Please update the records from the line with "point: shoulder -- one" through the end of the records by replacing "bare forearm" with "exposed forearm", leaving everything else unchanged, and give back only those lines.

◆ **Exercise inputs**:
┄┄┄┄┄┄

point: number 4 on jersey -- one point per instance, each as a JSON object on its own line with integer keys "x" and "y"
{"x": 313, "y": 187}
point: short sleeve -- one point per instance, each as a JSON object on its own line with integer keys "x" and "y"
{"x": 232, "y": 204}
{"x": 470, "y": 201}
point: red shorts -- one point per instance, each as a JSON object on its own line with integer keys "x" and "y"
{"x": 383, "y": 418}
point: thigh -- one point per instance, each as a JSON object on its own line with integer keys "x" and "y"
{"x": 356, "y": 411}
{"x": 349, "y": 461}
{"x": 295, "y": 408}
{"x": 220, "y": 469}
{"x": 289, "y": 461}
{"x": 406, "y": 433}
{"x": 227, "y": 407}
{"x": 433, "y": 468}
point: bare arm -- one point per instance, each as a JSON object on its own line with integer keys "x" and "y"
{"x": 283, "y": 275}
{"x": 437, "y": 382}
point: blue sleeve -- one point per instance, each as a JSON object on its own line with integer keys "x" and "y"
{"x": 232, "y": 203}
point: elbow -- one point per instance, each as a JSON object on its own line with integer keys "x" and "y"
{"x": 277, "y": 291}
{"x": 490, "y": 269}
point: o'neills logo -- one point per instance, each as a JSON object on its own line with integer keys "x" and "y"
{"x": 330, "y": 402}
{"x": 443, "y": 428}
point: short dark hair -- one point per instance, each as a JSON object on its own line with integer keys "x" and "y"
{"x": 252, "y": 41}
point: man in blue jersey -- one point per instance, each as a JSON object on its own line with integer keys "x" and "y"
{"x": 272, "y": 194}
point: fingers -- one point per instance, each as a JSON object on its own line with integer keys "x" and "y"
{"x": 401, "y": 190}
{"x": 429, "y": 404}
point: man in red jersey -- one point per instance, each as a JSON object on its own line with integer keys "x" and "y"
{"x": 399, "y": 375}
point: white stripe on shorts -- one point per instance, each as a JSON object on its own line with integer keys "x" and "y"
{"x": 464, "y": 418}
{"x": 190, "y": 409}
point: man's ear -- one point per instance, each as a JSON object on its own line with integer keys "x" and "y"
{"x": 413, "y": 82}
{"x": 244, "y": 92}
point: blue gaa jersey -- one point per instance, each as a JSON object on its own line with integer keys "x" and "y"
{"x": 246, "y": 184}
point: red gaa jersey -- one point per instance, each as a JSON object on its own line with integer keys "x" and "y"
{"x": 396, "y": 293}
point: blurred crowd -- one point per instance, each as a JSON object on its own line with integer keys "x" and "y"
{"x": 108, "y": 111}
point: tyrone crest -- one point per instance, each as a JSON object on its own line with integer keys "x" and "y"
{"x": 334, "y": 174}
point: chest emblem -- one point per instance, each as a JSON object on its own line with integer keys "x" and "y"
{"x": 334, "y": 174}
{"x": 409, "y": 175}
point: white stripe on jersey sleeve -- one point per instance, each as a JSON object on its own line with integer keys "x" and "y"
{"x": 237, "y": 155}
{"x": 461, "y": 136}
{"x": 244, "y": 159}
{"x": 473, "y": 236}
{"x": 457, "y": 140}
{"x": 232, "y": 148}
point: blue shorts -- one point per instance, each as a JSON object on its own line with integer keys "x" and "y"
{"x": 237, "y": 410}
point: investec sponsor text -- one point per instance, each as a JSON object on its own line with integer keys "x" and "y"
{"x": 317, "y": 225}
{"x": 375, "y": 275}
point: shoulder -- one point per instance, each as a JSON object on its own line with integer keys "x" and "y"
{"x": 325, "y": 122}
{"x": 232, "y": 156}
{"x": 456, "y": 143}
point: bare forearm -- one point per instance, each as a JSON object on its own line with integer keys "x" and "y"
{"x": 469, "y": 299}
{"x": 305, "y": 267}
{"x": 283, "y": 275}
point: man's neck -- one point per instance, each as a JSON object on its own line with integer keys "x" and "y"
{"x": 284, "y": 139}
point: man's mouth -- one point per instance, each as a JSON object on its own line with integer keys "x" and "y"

┄┄┄┄┄┄

◆ **Exercise solution**:
point: shoulder -- one point per instance, each as a JSON object on its own line with integer keys "x" and "y"
{"x": 325, "y": 122}
{"x": 232, "y": 156}
{"x": 456, "y": 143}
point: exposed forearm -- one point per instance, each as a JSON object on its own line with integer keys "x" and "y"
{"x": 469, "y": 299}
{"x": 305, "y": 267}
{"x": 283, "y": 275}
point: man's neck -- one point per instance, each as a JSON object on its own line with integer keys "x" and "y"
{"x": 284, "y": 139}
point: man's mouth -- one point per instance, each as a JSON object on its own line with integer keys "x" and "y"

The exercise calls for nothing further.